Pull out every line of the listing below that contains the word "wooden", and copy each one in full.

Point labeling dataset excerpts

════════════════

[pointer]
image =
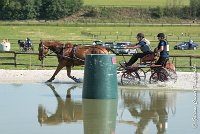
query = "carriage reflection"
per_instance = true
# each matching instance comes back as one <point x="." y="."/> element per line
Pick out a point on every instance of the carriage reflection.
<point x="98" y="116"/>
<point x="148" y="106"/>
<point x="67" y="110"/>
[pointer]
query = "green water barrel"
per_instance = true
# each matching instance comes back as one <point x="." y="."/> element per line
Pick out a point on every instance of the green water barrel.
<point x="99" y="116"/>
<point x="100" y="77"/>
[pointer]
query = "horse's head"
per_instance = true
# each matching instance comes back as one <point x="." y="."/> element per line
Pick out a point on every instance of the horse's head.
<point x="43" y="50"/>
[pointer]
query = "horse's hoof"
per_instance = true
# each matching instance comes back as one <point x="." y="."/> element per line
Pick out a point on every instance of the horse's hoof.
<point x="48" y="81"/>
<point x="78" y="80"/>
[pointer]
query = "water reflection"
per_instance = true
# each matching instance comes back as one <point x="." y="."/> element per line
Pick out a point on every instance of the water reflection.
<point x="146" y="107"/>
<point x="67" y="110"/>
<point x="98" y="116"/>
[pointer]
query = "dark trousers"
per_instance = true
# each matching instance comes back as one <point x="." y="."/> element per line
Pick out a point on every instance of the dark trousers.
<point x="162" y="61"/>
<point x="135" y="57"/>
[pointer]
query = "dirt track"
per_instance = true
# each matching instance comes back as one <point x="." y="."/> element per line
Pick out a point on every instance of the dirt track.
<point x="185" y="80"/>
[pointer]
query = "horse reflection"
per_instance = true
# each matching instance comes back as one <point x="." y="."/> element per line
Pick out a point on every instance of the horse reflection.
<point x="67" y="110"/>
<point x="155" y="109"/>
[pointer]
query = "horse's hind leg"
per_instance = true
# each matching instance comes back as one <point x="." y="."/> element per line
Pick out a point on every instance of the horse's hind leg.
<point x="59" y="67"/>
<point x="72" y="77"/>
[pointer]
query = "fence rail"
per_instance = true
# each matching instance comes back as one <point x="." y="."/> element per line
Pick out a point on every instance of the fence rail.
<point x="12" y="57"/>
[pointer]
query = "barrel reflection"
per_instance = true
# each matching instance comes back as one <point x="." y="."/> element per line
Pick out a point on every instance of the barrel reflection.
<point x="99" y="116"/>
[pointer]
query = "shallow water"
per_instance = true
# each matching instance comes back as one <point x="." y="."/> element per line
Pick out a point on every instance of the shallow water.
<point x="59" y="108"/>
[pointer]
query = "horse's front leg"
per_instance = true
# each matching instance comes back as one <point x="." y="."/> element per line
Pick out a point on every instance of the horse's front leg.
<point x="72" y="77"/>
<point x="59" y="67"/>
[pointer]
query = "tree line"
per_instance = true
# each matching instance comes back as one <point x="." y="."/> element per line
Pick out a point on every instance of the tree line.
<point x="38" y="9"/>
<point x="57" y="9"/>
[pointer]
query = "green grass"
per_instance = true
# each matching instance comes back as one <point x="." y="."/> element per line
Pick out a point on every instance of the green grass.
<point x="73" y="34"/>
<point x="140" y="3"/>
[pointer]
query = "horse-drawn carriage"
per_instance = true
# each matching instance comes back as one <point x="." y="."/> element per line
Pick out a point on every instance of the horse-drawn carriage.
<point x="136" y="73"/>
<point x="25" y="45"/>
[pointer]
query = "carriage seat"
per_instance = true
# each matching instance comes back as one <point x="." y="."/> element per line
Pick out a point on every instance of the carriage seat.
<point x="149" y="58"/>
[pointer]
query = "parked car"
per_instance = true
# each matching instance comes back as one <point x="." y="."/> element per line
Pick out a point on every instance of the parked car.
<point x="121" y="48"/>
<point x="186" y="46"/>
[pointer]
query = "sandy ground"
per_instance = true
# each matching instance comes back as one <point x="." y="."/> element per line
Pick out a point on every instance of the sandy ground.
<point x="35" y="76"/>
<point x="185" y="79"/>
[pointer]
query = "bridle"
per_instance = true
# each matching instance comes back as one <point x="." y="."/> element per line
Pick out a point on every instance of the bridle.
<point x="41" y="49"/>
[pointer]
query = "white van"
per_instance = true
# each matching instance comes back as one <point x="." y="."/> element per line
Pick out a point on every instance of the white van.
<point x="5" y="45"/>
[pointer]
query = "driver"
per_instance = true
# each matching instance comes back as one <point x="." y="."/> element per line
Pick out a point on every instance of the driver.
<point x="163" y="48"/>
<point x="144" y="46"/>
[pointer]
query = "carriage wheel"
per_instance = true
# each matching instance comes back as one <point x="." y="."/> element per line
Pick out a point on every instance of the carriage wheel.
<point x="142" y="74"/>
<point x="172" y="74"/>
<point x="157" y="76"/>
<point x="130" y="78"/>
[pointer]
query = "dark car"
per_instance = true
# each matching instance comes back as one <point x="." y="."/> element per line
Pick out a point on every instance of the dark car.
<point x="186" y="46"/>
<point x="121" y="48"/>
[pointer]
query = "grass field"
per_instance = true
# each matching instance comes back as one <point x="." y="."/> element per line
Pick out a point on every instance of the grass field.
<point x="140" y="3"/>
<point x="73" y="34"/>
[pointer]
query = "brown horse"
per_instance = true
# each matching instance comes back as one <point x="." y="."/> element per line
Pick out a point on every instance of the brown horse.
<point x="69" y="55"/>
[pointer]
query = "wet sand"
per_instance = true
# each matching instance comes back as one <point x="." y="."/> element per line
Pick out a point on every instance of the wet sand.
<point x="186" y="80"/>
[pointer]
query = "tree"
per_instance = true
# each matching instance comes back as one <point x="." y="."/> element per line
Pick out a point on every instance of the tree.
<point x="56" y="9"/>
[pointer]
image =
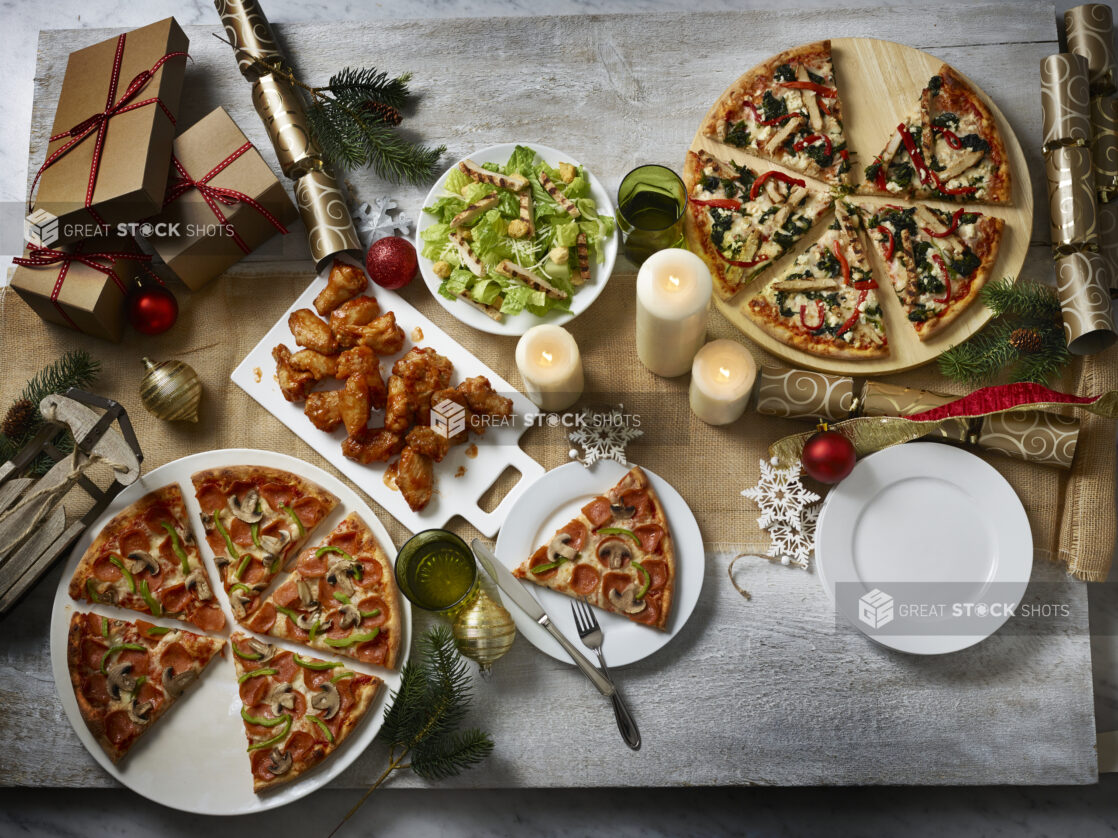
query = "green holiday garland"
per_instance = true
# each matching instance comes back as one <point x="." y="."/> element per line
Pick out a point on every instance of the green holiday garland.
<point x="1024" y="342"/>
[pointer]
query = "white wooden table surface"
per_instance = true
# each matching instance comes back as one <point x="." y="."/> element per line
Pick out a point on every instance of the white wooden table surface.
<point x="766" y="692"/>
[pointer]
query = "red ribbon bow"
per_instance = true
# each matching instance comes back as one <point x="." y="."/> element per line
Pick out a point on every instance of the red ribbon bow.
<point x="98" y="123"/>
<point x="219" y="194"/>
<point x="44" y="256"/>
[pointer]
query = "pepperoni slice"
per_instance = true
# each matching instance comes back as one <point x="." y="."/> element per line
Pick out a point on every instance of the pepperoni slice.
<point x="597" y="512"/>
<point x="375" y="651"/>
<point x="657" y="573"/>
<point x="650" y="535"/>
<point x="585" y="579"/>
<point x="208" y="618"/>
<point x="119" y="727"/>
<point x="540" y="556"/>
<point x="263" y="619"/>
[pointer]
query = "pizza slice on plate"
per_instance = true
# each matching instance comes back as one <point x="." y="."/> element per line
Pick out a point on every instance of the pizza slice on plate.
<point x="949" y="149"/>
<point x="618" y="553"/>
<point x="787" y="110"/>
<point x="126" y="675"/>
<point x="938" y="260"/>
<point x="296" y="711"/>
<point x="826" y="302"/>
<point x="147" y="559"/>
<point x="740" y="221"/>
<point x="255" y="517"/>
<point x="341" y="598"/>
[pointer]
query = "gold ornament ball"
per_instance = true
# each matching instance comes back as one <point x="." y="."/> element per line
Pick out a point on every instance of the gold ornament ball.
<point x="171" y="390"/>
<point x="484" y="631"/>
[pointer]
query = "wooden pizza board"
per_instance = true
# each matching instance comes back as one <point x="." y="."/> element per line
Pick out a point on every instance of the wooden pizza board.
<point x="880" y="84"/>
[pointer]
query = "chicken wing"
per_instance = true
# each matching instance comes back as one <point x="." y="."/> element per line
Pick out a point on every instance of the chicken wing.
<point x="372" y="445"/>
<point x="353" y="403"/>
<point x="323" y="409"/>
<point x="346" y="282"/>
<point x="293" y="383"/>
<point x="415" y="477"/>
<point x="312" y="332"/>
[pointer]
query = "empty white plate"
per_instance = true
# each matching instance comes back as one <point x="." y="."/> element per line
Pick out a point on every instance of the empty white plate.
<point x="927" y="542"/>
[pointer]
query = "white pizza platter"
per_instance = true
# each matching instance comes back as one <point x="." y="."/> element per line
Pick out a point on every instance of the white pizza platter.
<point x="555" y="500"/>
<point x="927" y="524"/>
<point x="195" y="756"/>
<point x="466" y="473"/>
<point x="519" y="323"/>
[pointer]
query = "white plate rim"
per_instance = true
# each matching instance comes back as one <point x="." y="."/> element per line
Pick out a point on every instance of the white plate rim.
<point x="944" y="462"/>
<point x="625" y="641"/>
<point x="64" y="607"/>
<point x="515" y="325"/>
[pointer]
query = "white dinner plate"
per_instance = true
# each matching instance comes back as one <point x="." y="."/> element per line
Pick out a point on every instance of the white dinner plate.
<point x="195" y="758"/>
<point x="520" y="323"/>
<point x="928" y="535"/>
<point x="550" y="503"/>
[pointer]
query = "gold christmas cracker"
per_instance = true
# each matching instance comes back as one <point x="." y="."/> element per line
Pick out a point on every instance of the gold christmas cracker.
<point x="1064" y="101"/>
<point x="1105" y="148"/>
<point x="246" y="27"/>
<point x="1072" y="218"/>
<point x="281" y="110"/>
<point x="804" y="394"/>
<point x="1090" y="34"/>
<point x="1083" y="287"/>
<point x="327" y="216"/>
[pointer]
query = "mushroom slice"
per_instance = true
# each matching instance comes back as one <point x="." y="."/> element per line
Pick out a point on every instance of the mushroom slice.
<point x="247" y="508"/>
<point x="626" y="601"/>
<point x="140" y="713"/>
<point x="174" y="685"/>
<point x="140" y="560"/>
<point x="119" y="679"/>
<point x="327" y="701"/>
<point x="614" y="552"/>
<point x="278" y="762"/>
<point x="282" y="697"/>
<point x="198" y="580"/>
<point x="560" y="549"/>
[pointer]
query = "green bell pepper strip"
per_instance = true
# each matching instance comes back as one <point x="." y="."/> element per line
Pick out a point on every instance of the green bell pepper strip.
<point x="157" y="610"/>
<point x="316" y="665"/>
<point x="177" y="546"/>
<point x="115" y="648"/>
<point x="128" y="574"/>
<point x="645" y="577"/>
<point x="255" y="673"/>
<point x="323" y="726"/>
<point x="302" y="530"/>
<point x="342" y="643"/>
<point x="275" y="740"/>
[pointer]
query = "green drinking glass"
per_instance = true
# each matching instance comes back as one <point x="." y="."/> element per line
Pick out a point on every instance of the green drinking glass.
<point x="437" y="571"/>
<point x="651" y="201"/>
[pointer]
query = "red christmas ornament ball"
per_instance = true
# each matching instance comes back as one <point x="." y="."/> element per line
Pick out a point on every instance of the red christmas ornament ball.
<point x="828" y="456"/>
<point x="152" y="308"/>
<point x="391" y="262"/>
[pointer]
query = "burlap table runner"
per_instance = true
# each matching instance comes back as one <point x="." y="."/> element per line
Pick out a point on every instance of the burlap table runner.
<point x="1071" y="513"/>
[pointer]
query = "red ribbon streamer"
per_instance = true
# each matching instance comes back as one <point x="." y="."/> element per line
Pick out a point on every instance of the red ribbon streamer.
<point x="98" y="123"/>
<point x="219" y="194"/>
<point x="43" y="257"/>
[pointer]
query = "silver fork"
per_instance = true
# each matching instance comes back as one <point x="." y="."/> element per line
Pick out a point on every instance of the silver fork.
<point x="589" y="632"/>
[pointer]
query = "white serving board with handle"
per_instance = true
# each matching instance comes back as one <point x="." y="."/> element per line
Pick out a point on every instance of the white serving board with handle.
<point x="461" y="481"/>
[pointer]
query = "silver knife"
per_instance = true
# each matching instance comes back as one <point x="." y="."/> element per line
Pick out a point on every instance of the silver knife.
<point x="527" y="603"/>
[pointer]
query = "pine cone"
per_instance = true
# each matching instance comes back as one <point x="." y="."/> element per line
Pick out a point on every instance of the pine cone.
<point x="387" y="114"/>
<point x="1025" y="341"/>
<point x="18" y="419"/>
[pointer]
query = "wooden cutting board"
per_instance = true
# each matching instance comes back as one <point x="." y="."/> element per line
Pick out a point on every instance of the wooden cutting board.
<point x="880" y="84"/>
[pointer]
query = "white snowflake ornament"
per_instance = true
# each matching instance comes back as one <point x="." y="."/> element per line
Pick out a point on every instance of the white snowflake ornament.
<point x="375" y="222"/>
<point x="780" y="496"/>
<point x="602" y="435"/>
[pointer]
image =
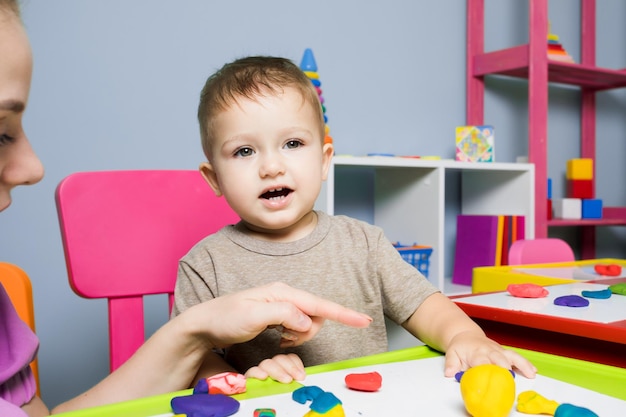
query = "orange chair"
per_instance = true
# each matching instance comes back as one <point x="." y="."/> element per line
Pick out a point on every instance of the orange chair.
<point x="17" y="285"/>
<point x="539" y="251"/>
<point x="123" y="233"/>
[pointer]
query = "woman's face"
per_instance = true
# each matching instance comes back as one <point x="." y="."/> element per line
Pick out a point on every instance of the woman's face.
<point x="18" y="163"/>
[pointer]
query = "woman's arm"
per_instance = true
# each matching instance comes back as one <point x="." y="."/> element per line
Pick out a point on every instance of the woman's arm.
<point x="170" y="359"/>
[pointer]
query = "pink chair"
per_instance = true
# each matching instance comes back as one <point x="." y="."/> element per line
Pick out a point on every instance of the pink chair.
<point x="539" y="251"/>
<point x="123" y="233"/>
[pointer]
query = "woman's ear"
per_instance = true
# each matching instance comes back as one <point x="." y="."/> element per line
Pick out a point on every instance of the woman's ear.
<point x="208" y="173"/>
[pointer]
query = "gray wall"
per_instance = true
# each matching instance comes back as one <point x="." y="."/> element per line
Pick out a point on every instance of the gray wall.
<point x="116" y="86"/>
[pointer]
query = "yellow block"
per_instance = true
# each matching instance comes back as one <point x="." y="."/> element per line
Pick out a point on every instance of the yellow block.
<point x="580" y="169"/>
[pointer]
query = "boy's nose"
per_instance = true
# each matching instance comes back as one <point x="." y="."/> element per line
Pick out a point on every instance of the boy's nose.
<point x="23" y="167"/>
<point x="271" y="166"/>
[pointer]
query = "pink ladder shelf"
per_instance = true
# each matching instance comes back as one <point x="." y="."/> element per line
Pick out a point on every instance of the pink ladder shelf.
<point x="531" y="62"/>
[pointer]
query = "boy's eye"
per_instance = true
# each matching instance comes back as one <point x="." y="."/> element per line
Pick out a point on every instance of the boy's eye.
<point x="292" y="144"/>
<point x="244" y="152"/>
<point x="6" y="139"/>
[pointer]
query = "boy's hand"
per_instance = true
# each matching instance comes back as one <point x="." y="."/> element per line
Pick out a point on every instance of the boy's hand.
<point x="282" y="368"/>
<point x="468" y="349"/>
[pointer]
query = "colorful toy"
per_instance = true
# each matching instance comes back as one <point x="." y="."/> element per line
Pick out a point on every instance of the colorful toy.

════════════════

Answer for this exercise:
query = "white wooden table surface"
Pick out a point on every instance of the white wooden table surface.
query = "wooden pizza board"
Pick out a point on every instance of the wooden pizza board.
query = "wooden cutting board"
Pick out a point on every instance of the wooden cutting board.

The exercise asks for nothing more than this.